Challenge —
Return the listing below unchanged, minus its pictures.

[start]

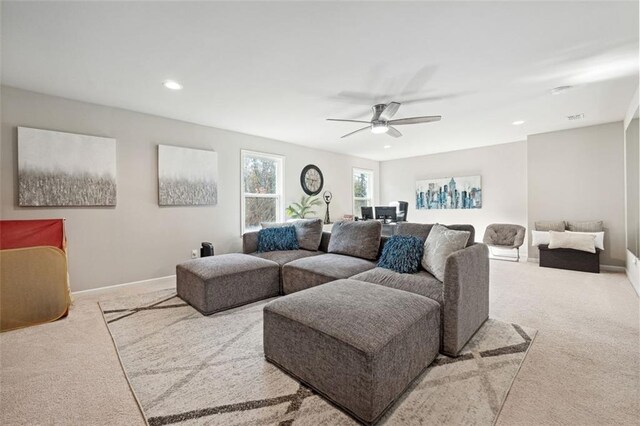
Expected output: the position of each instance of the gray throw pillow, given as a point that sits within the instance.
(585, 226)
(308, 231)
(358, 239)
(550, 225)
(440, 243)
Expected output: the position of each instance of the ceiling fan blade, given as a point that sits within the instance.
(356, 131)
(416, 120)
(350, 121)
(389, 111)
(394, 132)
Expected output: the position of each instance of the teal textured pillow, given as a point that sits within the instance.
(272, 239)
(402, 254)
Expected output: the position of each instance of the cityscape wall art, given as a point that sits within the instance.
(463, 192)
(65, 169)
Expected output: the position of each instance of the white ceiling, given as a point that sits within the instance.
(279, 69)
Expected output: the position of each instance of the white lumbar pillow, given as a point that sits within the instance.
(539, 237)
(599, 242)
(573, 240)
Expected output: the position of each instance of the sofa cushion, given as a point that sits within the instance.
(282, 257)
(440, 243)
(308, 231)
(550, 225)
(585, 226)
(421, 230)
(358, 344)
(422, 283)
(309, 272)
(402, 254)
(282, 238)
(216, 283)
(359, 239)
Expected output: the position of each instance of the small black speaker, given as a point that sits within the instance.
(206, 250)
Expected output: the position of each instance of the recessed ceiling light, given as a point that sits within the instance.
(173, 85)
(560, 89)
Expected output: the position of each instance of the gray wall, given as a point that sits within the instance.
(578, 174)
(504, 184)
(137, 240)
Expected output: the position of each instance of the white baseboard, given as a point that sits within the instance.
(170, 279)
(611, 268)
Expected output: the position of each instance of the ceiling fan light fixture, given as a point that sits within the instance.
(379, 128)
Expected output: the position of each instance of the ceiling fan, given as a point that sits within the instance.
(381, 120)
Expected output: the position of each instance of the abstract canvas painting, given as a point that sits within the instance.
(64, 169)
(187, 177)
(449, 193)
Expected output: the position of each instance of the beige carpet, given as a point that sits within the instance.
(186, 368)
(584, 367)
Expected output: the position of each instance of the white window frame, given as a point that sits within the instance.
(279, 195)
(370, 189)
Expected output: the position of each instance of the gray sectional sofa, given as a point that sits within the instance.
(351, 251)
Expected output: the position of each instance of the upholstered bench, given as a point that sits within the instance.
(358, 344)
(216, 283)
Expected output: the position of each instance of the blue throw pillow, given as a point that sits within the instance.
(281, 238)
(402, 254)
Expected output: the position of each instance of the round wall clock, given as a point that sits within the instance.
(311, 179)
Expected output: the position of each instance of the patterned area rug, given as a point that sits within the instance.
(194, 370)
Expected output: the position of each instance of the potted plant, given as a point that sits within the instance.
(303, 208)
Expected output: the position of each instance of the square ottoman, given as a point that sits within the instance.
(358, 344)
(216, 283)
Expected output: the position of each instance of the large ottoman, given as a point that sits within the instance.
(215, 283)
(358, 344)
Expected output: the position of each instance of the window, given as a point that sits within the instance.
(362, 189)
(262, 177)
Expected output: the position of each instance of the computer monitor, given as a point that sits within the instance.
(367, 212)
(386, 213)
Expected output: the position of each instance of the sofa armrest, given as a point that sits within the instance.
(250, 242)
(324, 242)
(466, 296)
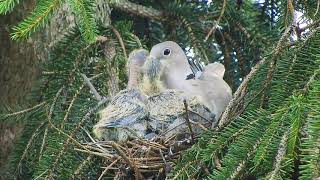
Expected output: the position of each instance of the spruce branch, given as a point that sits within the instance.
(83, 10)
(280, 155)
(238, 94)
(216, 23)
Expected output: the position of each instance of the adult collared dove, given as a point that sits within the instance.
(210, 87)
(136, 61)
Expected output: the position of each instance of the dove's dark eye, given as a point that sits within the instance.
(166, 52)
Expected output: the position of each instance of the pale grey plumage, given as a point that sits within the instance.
(136, 61)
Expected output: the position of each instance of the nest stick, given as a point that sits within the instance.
(125, 157)
(187, 120)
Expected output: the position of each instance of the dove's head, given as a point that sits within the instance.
(172, 62)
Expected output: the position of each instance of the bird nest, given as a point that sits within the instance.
(141, 158)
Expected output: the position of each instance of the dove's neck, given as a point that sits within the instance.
(134, 73)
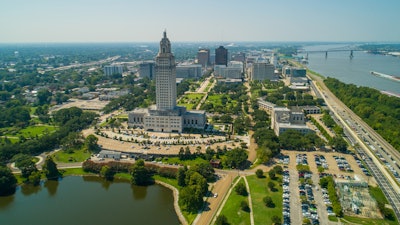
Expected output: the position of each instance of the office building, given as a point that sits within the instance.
(146, 69)
(221, 56)
(166, 116)
(113, 69)
(203, 57)
(284, 119)
(262, 71)
(189, 71)
(234, 70)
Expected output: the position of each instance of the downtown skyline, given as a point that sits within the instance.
(189, 21)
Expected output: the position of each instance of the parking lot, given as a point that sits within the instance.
(303, 197)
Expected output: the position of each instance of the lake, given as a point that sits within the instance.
(356, 70)
(88, 200)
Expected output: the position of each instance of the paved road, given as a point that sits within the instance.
(382, 176)
(221, 187)
(295, 209)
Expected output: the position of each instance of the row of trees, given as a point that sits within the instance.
(29, 172)
(379, 111)
(69, 120)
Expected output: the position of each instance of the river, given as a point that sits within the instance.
(356, 70)
(88, 200)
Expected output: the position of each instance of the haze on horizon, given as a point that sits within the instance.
(198, 21)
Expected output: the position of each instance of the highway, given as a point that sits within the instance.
(363, 137)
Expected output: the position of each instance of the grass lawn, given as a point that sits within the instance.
(377, 194)
(188, 216)
(75, 172)
(368, 221)
(258, 190)
(37, 130)
(190, 101)
(208, 87)
(232, 209)
(176, 160)
(333, 218)
(76, 156)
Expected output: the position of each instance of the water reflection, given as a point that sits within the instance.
(139, 192)
(28, 189)
(6, 201)
(52, 186)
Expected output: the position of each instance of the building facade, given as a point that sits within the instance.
(203, 57)
(166, 116)
(189, 71)
(262, 71)
(146, 69)
(221, 56)
(284, 119)
(113, 69)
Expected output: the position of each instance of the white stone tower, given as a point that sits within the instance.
(165, 72)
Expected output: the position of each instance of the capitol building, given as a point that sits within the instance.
(166, 116)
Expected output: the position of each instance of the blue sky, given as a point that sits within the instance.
(200, 20)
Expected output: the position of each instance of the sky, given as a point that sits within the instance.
(199, 21)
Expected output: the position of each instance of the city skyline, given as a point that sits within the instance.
(219, 21)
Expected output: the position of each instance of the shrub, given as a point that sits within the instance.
(268, 202)
(259, 173)
(240, 189)
(244, 206)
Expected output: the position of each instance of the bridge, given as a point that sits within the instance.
(350, 49)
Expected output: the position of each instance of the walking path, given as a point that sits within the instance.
(225, 198)
(250, 201)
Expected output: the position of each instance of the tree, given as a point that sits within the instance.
(272, 174)
(268, 202)
(190, 198)
(44, 96)
(244, 206)
(107, 172)
(339, 144)
(278, 169)
(271, 185)
(181, 176)
(205, 169)
(240, 189)
(221, 220)
(259, 173)
(26, 165)
(91, 143)
(34, 178)
(50, 169)
(140, 175)
(276, 220)
(8, 182)
(235, 158)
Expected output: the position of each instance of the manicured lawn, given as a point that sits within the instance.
(32, 131)
(232, 209)
(258, 190)
(190, 101)
(176, 160)
(76, 156)
(377, 194)
(368, 221)
(208, 87)
(75, 172)
(188, 216)
(28, 132)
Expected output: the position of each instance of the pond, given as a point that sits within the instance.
(88, 200)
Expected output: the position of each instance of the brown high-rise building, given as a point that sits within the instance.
(203, 57)
(221, 56)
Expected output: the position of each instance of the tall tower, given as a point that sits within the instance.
(165, 71)
(221, 56)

[end]

Full response —
Expected output: the position of each instance of the gray throw pillow, given as a point that sits within the instance.
(585, 226)
(308, 231)
(358, 239)
(550, 225)
(440, 243)
Expected output: the position of each instance of the ceiling fan blade, given as a point that sits within the instance.
(356, 131)
(416, 120)
(350, 121)
(389, 111)
(394, 132)
Expected output: the position of each instance of the teal textured pillow, given as a point that sits within the instance.
(272, 239)
(402, 254)
Expected output: the position of each instance of the cityscape wall art, given as a point that sits within the instance.
(463, 192)
(65, 169)
Expected output: the position of each instance of the white ceiling, given as a point that sits within the instance.
(279, 69)
Expected output: the position of each instance of the white lumbar pillow, given as a point that sits within the instance.
(539, 237)
(599, 242)
(573, 240)
Expected output: the position of each instance of the sofa cushion, given as a point that sits within the instance.
(282, 257)
(440, 243)
(308, 231)
(550, 225)
(585, 226)
(421, 230)
(358, 344)
(422, 283)
(309, 272)
(402, 254)
(282, 238)
(216, 283)
(359, 239)
Expected output: the position of each instance of the small black speaker, given as a point that sits within the instance.
(206, 250)
Expected output: the position of each instance of the recessed ceiling light, given as a point that sits within the instance.
(173, 85)
(560, 89)
Expected output: the position of each instance of the gray wall, given as a point that sits within the instance.
(578, 174)
(504, 184)
(137, 240)
Expected output: the position of each instance of the white baseboard, given as a point that sits within the instance.
(170, 279)
(611, 268)
Expected output: the position of each instance of the ceiling fan light fixture, given as a point that sits within the instance.
(379, 128)
Expected output: the position of each instance of the ceiling fan, given as a point that sits within the instance.
(381, 120)
Expected output: the position of each instance of the abstract canvas painting, given as a point that sits within the instance.
(64, 169)
(187, 177)
(449, 193)
Expected output: the position of each instance of the beige carpet, given as a point that sits within the instance.
(186, 368)
(584, 367)
Expected output: the position of each instance of the white window frame, given as a point that sits within the instance.
(279, 195)
(370, 189)
Expected output: the position of each instance of the gray sectional sofa, given as a point that sits within the instance.
(351, 251)
Expected output: the position of each instance of the upholstered bench, given as a point that sits within the instance.
(358, 344)
(216, 283)
Expected output: the position of each instance of the blue throw pillow, given as a point that sits within the instance.
(281, 238)
(402, 254)
Expected output: the position of each instance of the round wall clock, given as a point that sits within the instance.
(311, 179)
Expected output: the position of each instance of the patterned area rug, given as a point that sits within the instance.
(194, 370)
Expected output: the position of each instance of the potted plant, given as a point that sits within the instance.
(303, 208)
Expected output: the position of each instance of the square ottoman, given as a point that sits within the instance.
(358, 344)
(216, 283)
Expected output: the position of each instance of the large ottoman, given as a point that sits within the instance.
(215, 283)
(358, 344)
Expected output: the position of each instance of the window, given as a point that sits within the instance.
(362, 189)
(262, 177)
Expected output: the position of each instance of the computer monitor, given as a point that sits within the instance.
(367, 212)
(386, 213)
Expected output: the position of each instance of the sofa armrest, given as a point that sits within the instance.
(250, 242)
(324, 242)
(466, 296)
Expected output: the position of each instance of the spruce branch, given as a point that sits within the instance.
(83, 10)
(280, 155)
(238, 94)
(216, 23)
Expected output: the position of each instance of the adult collared dove, given as a point that sits within the instance.
(210, 87)
(136, 61)
Expected output: the position of each instance of the dove's dark eye, given as a point that sits within the instance.
(166, 52)
Expected output: the position of each instance of the pale grey plumage, given as a point that sits within the instance.
(136, 61)
Expected output: the position of each instance of the nest stick, given as a point that sits within the instance.
(125, 157)
(187, 120)
Expected output: the position of each instance of the dove's head, given as a point that sits within the instance.
(172, 62)
Expected output: the position of each instance of the bird nest, given as a point that sits within the instance.
(141, 158)
Expected output: the position of each instance of the dove's neck, given as a point that sits within the instance.
(134, 73)
Expected output: the position of each instance of the office building, given as a point that sits within the instance.
(146, 69)
(221, 56)
(166, 116)
(113, 69)
(203, 57)
(284, 119)
(262, 71)
(189, 71)
(234, 70)
Expected output: the position of each instance of the downtown skyline, given as a point that sits within the instance.
(189, 21)
Expected output: the position of each instance of the parking lot, given as a point that sits within the instance.
(303, 197)
Expected output: the position of each instance of the lake, given as a point that sits within the instance.
(356, 70)
(88, 200)
Expected output: the position of each instance of the paved road, given as a point that sits within the instance.
(382, 176)
(221, 187)
(295, 209)
Expected output: the position of each instance of the row of trees, given as a point that sits within the instance.
(29, 172)
(379, 111)
(69, 120)
Expected output: the position of each instance of the river, given as a point that sits within the instance.
(356, 70)
(88, 200)
Expected output: the position of each instance of the haze on horizon, given as a point that sits within the instance.
(198, 21)
Expected output: the position of each instance of the highway, given as a point that sits within the instance.
(363, 137)
Expected output: the position of each instance of the grass lawn, given as a point that sits within the instance.
(377, 194)
(188, 216)
(75, 172)
(368, 221)
(258, 190)
(37, 130)
(190, 101)
(208, 87)
(232, 209)
(176, 160)
(333, 218)
(76, 156)
Expected output: the position of each instance of the water reflection, given as a point that sits within the instance.
(139, 192)
(28, 189)
(6, 201)
(52, 186)
Expected output: the position of each instance of the building facade, given as a point that sits within the instance.
(203, 57)
(166, 116)
(189, 71)
(262, 71)
(146, 69)
(221, 56)
(284, 119)
(113, 69)
Expected output: the position of each instance of the white stone tower, given as a point that sits within the instance.
(165, 72)
Expected output: the position of each instance of the capitol building, given as a point that sits within the instance.
(166, 116)
Expected output: the position of each instance of the blue sky, given as a point that sits within the instance.
(200, 20)
Expected output: the position of each instance of the sky, given as a point that sits within the instance.
(199, 21)
Expected output: the position of each instance of the city skyline, given as a point that sits within the instance.
(219, 21)
Expected output: the position of each instance of the shrub, given as a point that sits within the instance.
(268, 202)
(259, 173)
(240, 189)
(244, 206)
Expected output: the position of each instance of the bridge, given as a point that sits within the instance.
(350, 49)
Expected output: the position of each instance of the walking path, given as a point that sits within the instance.
(225, 198)
(250, 201)
Expected output: the position of each instance of the tree, given as a point that sits within the instance.
(272, 174)
(268, 202)
(190, 198)
(44, 96)
(244, 206)
(107, 172)
(339, 144)
(278, 169)
(271, 185)
(181, 176)
(205, 169)
(240, 189)
(221, 220)
(259, 173)
(26, 165)
(91, 143)
(34, 178)
(50, 169)
(140, 175)
(276, 220)
(8, 182)
(235, 158)
Expected output: the position of each instance of the manicured lawn, given as a point that sits within the instance.
(32, 131)
(232, 209)
(258, 190)
(190, 101)
(176, 160)
(76, 156)
(377, 194)
(368, 221)
(208, 87)
(75, 172)
(188, 216)
(28, 132)
Expected output: the position of each instance of the pond, given as a point that sits within the instance.
(88, 200)
Expected output: the position of each instance of the brown high-rise building, given as a point that sits within the instance.
(203, 57)
(221, 56)
Expected output: the position of each instance of the tall tower, given as a point that sits within the instance.
(165, 71)
(221, 56)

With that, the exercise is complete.